■ WRITTEN INSTRUCTION: Pull out every line in the items below that contains the word "sign".
◇ ◇ ◇ ◇ ◇ ◇ ◇
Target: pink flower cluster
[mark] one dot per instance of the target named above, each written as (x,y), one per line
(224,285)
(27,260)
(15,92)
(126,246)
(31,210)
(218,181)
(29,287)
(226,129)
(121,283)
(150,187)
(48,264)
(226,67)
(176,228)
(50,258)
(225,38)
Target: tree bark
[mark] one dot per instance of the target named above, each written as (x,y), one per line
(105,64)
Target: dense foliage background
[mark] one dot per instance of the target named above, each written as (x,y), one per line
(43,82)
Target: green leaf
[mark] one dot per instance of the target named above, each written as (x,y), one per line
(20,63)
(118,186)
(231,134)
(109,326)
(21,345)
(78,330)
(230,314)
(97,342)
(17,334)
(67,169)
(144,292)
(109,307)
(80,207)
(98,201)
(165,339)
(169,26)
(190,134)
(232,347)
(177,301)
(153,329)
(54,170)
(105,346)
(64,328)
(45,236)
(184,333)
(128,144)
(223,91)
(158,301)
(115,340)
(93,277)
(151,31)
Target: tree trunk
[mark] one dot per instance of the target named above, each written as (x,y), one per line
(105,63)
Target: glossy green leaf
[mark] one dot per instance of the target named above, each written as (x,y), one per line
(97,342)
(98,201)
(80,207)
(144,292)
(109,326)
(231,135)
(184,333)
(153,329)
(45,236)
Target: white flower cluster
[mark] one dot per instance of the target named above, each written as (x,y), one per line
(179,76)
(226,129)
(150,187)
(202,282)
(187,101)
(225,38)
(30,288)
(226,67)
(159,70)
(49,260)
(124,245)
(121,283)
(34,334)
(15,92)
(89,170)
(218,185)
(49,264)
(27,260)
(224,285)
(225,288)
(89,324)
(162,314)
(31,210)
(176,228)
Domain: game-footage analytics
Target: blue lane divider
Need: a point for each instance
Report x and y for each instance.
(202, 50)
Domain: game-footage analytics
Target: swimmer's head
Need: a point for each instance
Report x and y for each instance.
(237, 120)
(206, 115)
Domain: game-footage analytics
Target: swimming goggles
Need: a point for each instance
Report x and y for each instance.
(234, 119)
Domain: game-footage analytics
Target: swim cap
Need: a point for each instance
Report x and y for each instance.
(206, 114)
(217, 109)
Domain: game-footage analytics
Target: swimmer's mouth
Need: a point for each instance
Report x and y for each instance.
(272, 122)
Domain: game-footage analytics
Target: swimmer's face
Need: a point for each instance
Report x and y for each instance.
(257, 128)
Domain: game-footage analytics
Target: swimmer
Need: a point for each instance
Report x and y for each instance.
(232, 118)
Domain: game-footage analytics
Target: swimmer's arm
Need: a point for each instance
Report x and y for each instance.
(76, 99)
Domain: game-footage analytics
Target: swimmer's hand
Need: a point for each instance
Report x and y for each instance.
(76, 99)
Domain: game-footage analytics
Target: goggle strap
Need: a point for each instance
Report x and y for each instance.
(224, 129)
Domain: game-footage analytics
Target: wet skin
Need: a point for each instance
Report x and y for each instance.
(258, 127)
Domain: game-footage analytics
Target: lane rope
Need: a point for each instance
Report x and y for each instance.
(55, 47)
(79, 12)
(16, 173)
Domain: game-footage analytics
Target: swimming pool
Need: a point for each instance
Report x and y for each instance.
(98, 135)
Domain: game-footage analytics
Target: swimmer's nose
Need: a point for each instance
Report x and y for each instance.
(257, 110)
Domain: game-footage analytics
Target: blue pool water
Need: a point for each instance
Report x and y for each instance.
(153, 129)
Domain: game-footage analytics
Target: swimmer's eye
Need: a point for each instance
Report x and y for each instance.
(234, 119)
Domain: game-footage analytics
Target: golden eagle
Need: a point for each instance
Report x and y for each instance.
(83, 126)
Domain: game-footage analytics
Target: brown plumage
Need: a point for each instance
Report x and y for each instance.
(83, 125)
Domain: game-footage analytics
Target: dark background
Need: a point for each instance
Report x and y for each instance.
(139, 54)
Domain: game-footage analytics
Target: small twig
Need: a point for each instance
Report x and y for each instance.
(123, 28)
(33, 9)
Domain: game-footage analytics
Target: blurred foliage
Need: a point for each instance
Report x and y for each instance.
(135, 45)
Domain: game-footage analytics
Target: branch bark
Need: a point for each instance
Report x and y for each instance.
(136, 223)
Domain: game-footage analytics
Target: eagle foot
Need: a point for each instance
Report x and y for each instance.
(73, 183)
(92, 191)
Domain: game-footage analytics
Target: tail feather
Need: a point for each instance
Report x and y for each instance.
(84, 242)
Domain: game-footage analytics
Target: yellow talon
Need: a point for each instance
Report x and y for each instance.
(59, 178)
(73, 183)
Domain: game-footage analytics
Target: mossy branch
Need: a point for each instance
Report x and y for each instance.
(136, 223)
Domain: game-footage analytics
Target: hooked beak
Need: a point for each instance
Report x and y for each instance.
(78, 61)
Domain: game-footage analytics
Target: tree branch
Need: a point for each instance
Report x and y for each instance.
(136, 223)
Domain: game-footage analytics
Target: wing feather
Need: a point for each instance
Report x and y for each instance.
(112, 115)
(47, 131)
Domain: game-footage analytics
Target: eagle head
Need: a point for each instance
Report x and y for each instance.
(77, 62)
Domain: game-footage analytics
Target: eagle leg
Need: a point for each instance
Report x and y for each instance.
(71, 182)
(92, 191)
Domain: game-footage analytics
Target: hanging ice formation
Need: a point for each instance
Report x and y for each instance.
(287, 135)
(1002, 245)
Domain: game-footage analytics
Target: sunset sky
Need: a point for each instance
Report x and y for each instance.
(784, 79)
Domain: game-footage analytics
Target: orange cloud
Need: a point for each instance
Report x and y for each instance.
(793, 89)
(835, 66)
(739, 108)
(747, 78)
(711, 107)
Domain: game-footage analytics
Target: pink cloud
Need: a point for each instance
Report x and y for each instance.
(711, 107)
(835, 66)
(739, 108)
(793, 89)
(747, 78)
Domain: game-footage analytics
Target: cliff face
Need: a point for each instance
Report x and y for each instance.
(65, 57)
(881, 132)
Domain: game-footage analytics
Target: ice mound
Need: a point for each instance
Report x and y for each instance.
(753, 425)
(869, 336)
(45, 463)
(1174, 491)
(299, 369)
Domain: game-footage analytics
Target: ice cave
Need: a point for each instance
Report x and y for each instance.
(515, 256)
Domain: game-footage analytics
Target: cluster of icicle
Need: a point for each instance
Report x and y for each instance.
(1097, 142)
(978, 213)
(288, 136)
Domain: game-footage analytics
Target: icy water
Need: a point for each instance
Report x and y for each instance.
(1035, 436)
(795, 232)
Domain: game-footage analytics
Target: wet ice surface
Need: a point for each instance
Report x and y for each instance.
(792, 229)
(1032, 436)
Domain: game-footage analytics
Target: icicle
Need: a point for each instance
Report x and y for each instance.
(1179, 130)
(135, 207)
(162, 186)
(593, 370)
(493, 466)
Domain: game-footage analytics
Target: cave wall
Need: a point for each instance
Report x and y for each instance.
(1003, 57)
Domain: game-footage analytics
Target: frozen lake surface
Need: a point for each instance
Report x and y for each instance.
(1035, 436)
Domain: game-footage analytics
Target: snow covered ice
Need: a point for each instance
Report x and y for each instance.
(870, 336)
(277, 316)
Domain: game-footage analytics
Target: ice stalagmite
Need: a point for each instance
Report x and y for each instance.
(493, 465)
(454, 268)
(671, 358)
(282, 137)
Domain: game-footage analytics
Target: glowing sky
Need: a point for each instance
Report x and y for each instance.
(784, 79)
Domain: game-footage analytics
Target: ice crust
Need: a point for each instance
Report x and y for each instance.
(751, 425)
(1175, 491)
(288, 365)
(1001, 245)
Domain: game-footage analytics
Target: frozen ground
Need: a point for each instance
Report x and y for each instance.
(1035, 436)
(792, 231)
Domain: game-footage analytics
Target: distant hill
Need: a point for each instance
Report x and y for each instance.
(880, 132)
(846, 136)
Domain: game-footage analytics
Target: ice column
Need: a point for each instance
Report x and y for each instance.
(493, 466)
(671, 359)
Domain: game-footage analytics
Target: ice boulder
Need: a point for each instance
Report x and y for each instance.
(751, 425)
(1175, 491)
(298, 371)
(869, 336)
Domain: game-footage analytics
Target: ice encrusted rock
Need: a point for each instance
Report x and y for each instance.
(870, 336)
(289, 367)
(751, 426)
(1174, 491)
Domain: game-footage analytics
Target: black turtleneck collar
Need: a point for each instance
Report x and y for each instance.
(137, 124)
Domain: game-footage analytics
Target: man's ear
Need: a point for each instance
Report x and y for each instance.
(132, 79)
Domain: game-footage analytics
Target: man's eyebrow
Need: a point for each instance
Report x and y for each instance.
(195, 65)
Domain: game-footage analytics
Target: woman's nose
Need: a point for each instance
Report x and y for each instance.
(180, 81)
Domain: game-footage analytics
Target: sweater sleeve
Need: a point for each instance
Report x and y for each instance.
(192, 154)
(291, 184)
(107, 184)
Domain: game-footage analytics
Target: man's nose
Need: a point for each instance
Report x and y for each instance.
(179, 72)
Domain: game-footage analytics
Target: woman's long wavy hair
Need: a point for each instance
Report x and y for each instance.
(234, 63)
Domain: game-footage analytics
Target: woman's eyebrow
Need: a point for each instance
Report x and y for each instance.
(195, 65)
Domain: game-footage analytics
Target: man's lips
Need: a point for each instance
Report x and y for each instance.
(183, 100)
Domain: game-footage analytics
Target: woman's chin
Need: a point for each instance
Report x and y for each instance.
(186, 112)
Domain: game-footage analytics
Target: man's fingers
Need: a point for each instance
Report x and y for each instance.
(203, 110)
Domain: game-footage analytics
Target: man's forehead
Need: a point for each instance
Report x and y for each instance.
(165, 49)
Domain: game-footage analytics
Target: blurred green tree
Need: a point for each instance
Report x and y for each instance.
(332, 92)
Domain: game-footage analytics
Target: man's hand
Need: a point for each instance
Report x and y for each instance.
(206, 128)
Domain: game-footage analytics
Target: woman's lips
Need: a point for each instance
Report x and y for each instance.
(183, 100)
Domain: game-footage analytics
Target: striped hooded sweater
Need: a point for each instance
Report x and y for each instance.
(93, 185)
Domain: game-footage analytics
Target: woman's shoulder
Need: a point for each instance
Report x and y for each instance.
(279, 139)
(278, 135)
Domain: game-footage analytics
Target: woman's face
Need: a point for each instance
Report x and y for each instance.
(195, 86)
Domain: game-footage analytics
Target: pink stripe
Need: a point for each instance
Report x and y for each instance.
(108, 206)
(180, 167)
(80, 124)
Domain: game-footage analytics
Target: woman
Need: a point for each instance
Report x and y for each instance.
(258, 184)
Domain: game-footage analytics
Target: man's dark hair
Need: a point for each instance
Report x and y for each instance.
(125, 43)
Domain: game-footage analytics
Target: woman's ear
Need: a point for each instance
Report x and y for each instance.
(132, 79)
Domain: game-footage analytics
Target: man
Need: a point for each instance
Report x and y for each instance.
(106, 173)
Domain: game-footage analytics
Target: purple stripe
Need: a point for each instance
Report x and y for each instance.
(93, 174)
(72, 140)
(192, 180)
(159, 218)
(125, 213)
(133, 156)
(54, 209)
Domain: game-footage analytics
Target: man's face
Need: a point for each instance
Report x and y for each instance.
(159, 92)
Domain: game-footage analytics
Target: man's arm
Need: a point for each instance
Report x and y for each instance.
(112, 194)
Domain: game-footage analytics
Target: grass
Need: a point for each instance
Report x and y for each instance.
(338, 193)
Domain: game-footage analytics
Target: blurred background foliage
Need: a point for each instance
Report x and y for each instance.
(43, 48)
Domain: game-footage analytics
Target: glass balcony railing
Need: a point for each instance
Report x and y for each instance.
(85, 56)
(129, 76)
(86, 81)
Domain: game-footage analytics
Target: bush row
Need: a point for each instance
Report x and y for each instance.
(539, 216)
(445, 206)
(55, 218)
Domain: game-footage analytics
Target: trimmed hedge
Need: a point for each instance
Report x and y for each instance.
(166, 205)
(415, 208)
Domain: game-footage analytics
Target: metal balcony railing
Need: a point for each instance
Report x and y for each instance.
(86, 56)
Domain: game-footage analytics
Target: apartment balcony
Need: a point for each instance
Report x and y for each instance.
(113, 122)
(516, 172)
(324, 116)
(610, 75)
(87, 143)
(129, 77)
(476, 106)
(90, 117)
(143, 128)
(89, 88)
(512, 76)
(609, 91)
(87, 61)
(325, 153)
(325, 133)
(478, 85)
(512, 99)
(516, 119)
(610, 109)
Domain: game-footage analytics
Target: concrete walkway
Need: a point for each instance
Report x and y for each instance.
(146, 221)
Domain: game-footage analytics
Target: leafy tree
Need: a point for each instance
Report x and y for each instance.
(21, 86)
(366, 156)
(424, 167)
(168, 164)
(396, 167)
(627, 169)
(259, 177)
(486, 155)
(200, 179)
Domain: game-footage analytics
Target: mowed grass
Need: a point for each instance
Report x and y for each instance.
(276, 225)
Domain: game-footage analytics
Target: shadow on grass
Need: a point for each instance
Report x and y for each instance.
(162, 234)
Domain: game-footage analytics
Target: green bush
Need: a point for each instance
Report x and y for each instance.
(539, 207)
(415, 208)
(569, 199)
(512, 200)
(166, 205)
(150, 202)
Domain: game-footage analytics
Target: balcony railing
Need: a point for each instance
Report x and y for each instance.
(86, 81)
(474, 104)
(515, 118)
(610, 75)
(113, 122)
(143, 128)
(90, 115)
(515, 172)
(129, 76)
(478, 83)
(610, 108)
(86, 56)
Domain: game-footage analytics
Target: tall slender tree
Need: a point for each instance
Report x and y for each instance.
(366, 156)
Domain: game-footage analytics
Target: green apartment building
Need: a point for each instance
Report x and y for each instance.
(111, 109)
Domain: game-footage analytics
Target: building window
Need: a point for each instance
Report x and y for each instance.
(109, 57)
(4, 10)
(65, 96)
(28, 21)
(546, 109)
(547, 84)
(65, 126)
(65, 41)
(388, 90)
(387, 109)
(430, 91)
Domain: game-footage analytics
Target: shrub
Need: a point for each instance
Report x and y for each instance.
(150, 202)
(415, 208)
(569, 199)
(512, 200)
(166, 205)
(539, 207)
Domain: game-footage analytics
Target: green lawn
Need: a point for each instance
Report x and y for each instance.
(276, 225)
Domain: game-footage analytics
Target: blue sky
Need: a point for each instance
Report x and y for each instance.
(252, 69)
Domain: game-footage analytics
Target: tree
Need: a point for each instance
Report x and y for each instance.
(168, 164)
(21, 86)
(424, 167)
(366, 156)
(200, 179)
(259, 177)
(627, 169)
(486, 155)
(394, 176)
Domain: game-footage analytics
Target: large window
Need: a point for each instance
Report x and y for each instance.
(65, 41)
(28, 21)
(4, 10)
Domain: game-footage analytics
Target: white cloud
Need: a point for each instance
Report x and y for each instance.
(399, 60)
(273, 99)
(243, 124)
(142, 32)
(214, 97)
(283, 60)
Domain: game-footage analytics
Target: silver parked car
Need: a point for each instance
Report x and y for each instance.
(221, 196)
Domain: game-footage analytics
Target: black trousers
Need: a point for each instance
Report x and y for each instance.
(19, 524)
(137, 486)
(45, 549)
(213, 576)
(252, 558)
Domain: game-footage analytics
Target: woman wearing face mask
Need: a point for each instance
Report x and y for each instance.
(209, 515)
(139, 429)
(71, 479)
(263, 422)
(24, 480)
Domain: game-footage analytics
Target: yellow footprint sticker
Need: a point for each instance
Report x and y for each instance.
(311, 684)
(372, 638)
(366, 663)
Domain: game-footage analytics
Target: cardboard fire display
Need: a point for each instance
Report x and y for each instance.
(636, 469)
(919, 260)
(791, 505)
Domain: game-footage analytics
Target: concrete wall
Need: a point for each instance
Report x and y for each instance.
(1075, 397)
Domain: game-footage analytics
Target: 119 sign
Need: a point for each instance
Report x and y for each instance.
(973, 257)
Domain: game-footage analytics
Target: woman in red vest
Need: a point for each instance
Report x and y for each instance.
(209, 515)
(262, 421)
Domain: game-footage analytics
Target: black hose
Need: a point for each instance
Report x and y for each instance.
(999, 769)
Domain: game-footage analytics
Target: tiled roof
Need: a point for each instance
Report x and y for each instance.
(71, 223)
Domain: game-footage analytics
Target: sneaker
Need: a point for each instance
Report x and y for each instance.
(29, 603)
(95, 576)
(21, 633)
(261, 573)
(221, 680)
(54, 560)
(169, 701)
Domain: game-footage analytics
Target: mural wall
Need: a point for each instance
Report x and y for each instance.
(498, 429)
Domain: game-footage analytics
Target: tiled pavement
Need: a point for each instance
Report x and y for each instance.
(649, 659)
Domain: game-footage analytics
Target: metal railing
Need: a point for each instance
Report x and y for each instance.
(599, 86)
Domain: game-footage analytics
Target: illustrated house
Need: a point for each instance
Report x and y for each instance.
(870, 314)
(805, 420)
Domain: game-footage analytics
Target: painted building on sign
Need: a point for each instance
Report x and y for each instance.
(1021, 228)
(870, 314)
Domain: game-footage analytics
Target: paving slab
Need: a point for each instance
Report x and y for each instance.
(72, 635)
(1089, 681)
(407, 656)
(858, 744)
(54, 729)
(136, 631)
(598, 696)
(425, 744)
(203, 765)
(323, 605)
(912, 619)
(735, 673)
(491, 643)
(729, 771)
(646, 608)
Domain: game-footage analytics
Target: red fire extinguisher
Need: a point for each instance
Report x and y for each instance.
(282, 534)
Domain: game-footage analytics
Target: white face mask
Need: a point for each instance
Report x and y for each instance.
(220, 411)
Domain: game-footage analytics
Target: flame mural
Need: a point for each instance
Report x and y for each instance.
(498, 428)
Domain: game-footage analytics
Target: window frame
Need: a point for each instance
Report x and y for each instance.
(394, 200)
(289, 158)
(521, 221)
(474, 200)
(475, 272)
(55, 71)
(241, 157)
◇ ◇ ◇ ◇ ◇ ◇ ◇
■ ANSWER FOR THE TASK:
Target: 119 sign
Target: painted building on sign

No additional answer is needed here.